— Start of EXTRACTED RECORDS —

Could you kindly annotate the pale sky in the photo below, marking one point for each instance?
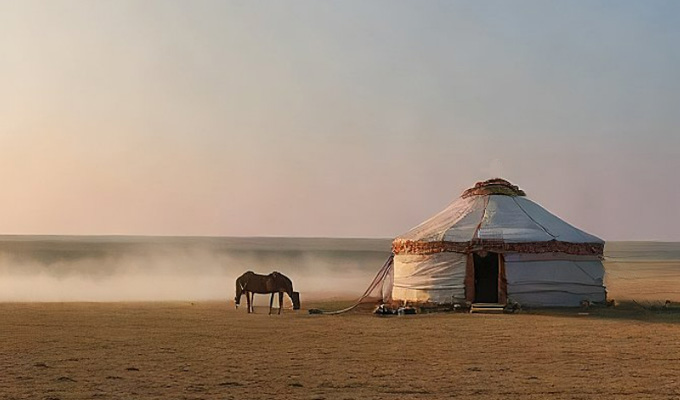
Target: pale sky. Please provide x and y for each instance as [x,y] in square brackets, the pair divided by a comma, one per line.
[334,118]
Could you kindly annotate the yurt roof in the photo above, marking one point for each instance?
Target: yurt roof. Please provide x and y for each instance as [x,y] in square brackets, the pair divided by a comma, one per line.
[496,215]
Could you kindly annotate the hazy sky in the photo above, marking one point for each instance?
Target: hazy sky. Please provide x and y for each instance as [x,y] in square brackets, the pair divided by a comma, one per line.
[345,118]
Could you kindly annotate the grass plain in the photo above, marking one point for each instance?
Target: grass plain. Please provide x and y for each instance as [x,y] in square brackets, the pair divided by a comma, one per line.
[208,350]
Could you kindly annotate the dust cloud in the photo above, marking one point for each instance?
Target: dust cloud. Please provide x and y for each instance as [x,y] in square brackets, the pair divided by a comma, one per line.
[54,269]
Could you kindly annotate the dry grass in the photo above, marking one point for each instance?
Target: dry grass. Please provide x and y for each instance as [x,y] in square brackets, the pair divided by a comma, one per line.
[209,351]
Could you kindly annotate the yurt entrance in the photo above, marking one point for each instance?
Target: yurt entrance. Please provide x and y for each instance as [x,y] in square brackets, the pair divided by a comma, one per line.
[486,265]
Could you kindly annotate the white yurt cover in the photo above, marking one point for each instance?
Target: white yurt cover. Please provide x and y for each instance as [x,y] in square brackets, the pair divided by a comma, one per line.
[545,260]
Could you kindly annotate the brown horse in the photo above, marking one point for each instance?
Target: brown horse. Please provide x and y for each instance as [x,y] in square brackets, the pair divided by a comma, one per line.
[251,283]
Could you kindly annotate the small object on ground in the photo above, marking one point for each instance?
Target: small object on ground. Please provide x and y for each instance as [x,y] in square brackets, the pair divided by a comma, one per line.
[407,310]
[512,308]
[384,309]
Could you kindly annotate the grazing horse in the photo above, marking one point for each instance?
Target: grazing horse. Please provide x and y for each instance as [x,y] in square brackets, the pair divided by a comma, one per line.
[251,283]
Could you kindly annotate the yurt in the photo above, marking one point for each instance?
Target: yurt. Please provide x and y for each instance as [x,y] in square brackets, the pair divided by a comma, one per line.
[494,245]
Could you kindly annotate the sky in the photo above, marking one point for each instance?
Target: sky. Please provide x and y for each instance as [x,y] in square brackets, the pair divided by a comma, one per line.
[334,118]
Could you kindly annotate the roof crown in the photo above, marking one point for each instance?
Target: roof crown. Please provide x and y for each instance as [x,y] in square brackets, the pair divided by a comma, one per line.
[494,186]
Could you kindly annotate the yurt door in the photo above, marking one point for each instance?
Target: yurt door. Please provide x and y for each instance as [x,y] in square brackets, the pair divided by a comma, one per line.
[486,277]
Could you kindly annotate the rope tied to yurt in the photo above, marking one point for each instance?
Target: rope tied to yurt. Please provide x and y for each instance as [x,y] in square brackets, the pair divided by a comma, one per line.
[378,280]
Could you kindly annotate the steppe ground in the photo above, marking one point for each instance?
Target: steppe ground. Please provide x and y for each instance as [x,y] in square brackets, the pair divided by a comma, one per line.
[211,351]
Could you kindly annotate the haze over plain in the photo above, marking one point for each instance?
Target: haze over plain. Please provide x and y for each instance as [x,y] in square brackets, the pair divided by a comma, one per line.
[341,119]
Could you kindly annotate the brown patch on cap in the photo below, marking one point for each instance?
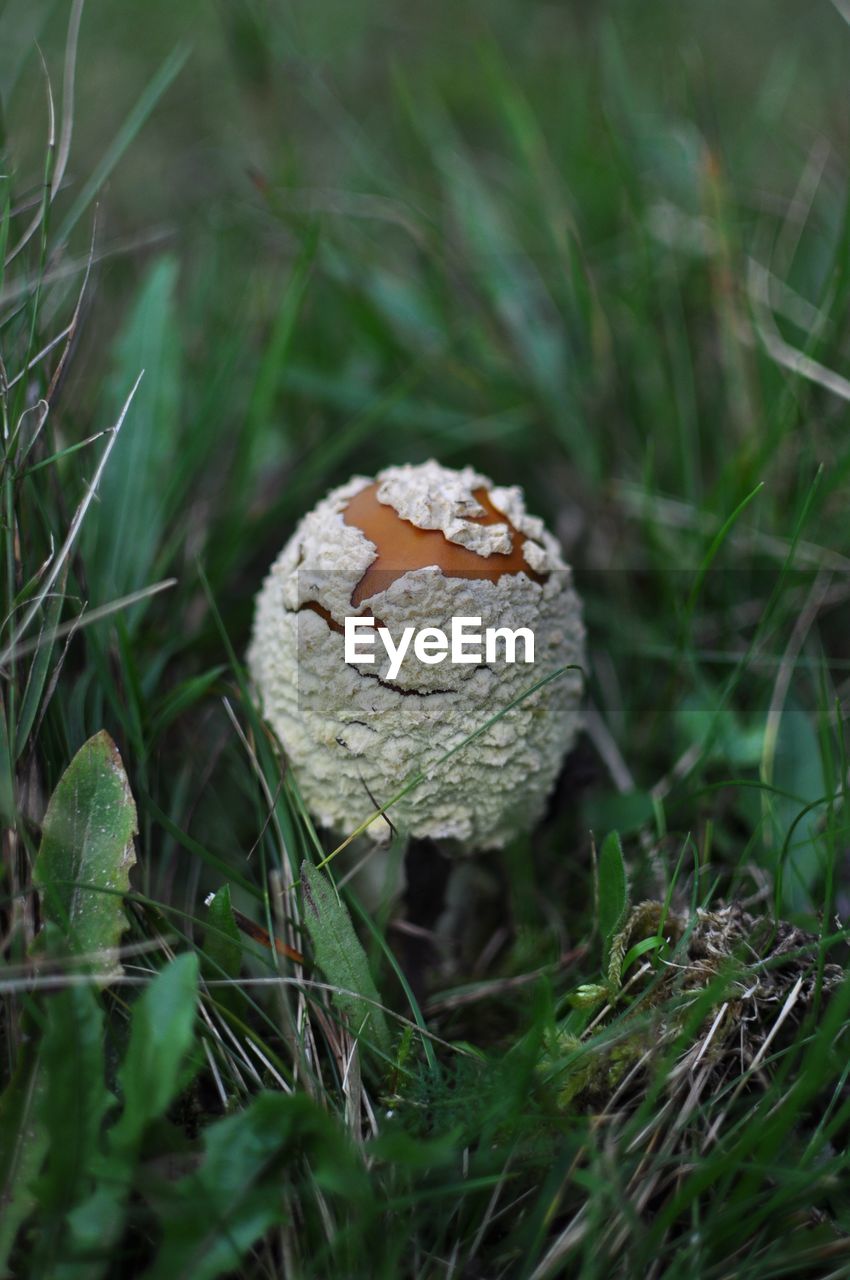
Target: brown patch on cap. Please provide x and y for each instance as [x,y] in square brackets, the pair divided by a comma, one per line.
[402,547]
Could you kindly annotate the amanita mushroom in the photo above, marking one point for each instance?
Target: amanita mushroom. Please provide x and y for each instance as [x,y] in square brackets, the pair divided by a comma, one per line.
[417,547]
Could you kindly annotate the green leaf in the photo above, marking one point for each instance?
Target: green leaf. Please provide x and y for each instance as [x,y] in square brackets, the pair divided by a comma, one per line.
[223,951]
[223,941]
[342,959]
[613,886]
[87,850]
[74,1097]
[23,1142]
[161,1033]
[214,1216]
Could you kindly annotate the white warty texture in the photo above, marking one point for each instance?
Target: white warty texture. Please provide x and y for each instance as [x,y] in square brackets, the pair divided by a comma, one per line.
[352,736]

— End of EXTRACTED RECORDS —

[WHAT NEEDS TO BE DONE] Print every entry exactly as written, without the pictures.

[ANSWER FOR THIS EXERCISE]
Could you kindly annotate the pale sky in the photo below, marking one point for each instance?
Target: pale sky. Please provide x and y for each instance as [x,y] in square brackets, the pair divided by a comma, one per line.
[334,118]
Could you kindly annotate the yurt roof in the photo above, marking one point for each instance?
Target: yurt roof. Please provide x and y for each instance as [x,y] in square brackets, the pair divided by a comma, one per line.
[496,215]
Could you kindly annotate the hazy sky in the photo above, marking one point for each instance?
Target: hazy sky. Please provide x and y for each instance as [x,y] in square brackets, the pair divided by a comma, one per line.
[345,118]
Could you kindly annotate the grass plain in the photo above, marking one point for each instance?
Target: grass plain. Please provide x and y for each instance as [x,y] in square brackets, the pair divided by a comma, one per line.
[208,350]
Could you kindly annotate the dust cloud in the photo above, marking one point for each instance?
Target: dust cloud. Please provide x and y for each instance as [x,y] in square brackets, the pair divided by a comma, one per line.
[54,269]
Could you kindly annotate the dry grass in the photo above, marking one point for each instance?
Target: dry grass. Please provide x and y for each instance as [x,y] in square brackets, the pair divided by a comma, one per line.
[209,351]
Could you kindly annotate the yurt entrance in the photo above, marking one point for each instance?
Target: yurt entrance. Please provide x and y for each instance as [x,y] in square brackets, the pair divided by a comma, one per line.
[486,265]
Could you kindly annotate the white yurt cover in the photo above, marking one point for each instance?
Target: white yurt cover. Please provide x and y for each instance as [x,y] in square brackets, the pair divided by a comma, one per line.
[545,260]
Could you kindly annotate the brown horse in the photo above, marking one point for each instance?
Target: brown horse. Please provide x and y for each instance as [x,y] in square brackets, the pair divided by a comma, one per line.
[251,283]
Could you kindly annotate the small object on ground in the photo above, marking one point for each instance?
Target: small object on ground. Please provide x and y for each instance as [x,y] in square brackets, the pair divided by a comma, one per line.
[407,310]
[512,308]
[384,309]
Could you kindly annotate the grazing horse in the photo above, marking one point for each instance?
Target: grazing horse. Please provide x and y for each instance as [x,y] in square brackets, the pair divided by a comma, one per line.
[251,283]
Could you kindly annotate the yurt in the photo above, marking one point for each instance?
Target: yurt. Please provide x and y for each instance as [x,y] in square brackets, the pair divided by a comma, one per line.
[494,245]
Could you kindly annotate the sky in the photo above, marking one point for each instance?
Target: sky. Please provide x and y for each instance as [x,y] in square brackets, the pair divided by a comma, one per line.
[334,118]
Could you kindly annotate the roof crown in the photo above, marking one point for each instance?
Target: roof crown. Please provide x and y for each instance as [x,y] in square brackets, the pair divided by a comma, one per line.
[494,186]
Could you kindly annotate the yurt door in the photo above, marking one point for each instance?
Target: yurt door. Please provide x and y for each instance as [x,y] in square brackets, the pair divided by a comma, one per line.
[486,277]
Could you kindly annotate the rope tied to yurt in the photo above, marking one point for each instance?
Target: rope tied to yurt. Please provide x and y for each instance as [x,y] in square brackets, the pair divided by a comma, one per line.
[378,280]
Could you kindly annotate the steppe ground in the photo above, marking one point for each instance?
Target: steppe ground. Please provide x and y for each instance as [x,y] in square brackets, the pair divided by a comma, one per line.
[211,351]
Could you kindly annotate the haze over plain in the photo above, marking one point for each instance?
Target: haze over plain. Please provide x and y for each instance as [x,y] in square brackets, the pair divided by a comma, one per line.
[341,119]
Could you kindly annotate the brown patch on cap in the photo below, marking one point for each instance?
Target: brown patch on cap. Please provide x and y for each instance as [x,y] in square brackets, the pair divided by a comma, one per line.
[402,547]
Could you kindly annotate the amanita mushroom in the photo above, marking one point for each instance?
Target: amanita mushroom. Please provide x and y for each instance as [x,y] in square brackets, the pair divided by a comma, one per line.
[417,547]
Could you kindly annotate the green leaf in the photo above, marking one point for each instance?
Target: green leaf. Please provide x and y for each instance as [x,y] in square brackets, the pair divided by a comma, one per line.
[223,951]
[223,941]
[342,959]
[613,886]
[87,850]
[74,1097]
[23,1142]
[161,1033]
[214,1216]
Could you kindly annotate the white warty texture in the photo above, marking one point for each instance?
Target: white warty texture. Please provide x and y for each instance as [x,y] in square brackets, the pair divided by a comma, one per line.
[352,736]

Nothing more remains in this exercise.